• Material shown:

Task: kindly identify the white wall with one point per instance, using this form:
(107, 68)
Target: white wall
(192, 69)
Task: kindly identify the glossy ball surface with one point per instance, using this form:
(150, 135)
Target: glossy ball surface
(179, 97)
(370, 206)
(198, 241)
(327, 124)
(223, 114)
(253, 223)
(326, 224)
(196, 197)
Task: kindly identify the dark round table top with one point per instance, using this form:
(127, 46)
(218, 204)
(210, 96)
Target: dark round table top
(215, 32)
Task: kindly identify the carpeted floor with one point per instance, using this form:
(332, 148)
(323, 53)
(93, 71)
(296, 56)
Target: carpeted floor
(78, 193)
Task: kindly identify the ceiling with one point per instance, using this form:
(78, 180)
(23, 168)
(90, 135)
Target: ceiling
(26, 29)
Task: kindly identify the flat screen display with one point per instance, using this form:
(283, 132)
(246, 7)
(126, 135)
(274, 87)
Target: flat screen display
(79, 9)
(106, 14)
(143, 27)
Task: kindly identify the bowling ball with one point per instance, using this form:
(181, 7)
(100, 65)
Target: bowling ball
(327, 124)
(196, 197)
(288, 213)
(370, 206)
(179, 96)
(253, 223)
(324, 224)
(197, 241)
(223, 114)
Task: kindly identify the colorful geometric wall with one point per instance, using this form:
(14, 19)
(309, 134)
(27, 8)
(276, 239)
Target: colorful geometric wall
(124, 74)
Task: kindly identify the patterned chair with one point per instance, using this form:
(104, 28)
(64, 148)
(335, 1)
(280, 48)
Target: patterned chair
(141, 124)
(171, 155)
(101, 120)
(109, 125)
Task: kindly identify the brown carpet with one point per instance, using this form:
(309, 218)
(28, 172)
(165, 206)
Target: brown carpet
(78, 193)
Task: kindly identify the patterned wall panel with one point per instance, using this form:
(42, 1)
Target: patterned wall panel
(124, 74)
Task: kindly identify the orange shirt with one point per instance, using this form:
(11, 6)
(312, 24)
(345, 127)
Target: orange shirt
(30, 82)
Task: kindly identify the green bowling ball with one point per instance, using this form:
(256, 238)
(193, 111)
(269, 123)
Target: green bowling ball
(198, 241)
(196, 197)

• What you need to do: Output the data exactly, in full.

• Solution to the exercise:
Task: kindly identify the white wall with one point per instance, using this form:
(107, 68)
Target: white wall
(192, 69)
Task: kindly identify the glossy ball surface with one point per instance, using this form:
(150, 135)
Target: glossy ball surface
(179, 97)
(370, 206)
(198, 241)
(327, 124)
(223, 114)
(253, 223)
(326, 224)
(196, 197)
Task: kindly identify the dark round table top with one point per instance, using this form:
(127, 46)
(218, 204)
(210, 96)
Target: dark round table top
(215, 32)
Task: kindly identify the carpeted floor with one point per instance, using this form:
(332, 148)
(323, 53)
(93, 71)
(296, 56)
Target: carpeted floor
(78, 193)
Task: kindly identify the ceiling with one point per instance, using this form:
(78, 180)
(23, 168)
(90, 135)
Target: ceiling
(26, 29)
Task: kindly identify the flat screen display with one point per instance, using this form:
(283, 132)
(246, 7)
(126, 135)
(274, 87)
Target: flat screen display
(79, 9)
(106, 14)
(143, 27)
Task: kindly identify the bowling ball with one point per instance, using this form:
(181, 7)
(100, 65)
Target: bowling ball
(327, 124)
(196, 197)
(288, 213)
(370, 206)
(179, 96)
(253, 223)
(324, 224)
(197, 241)
(223, 114)
Task: kindly identify the colorful geometric wall with one point per instance, using this form:
(14, 19)
(309, 134)
(27, 8)
(276, 239)
Target: colorful geometric wall
(124, 74)
Task: kindly identify the patterned chair with one point per instance, using this form:
(104, 28)
(64, 148)
(335, 1)
(280, 48)
Target: patterned chair
(141, 124)
(171, 155)
(101, 120)
(109, 125)
Task: kindly identify the brown carpet with one point per instance, using this form:
(309, 218)
(28, 172)
(165, 206)
Target: brown carpet
(78, 193)
Task: kindly identify the patterned wall panel with one point per instance, using this form:
(42, 1)
Target: patterned wall panel
(124, 74)
Task: kindly identify the orange shirt with one point per instance, using this form:
(11, 6)
(312, 24)
(345, 127)
Target: orange shirt
(30, 82)
Task: kindly identify the green bowling ball with one point per instance, using this form:
(256, 238)
(193, 111)
(269, 123)
Target: green bowling ball
(198, 241)
(196, 197)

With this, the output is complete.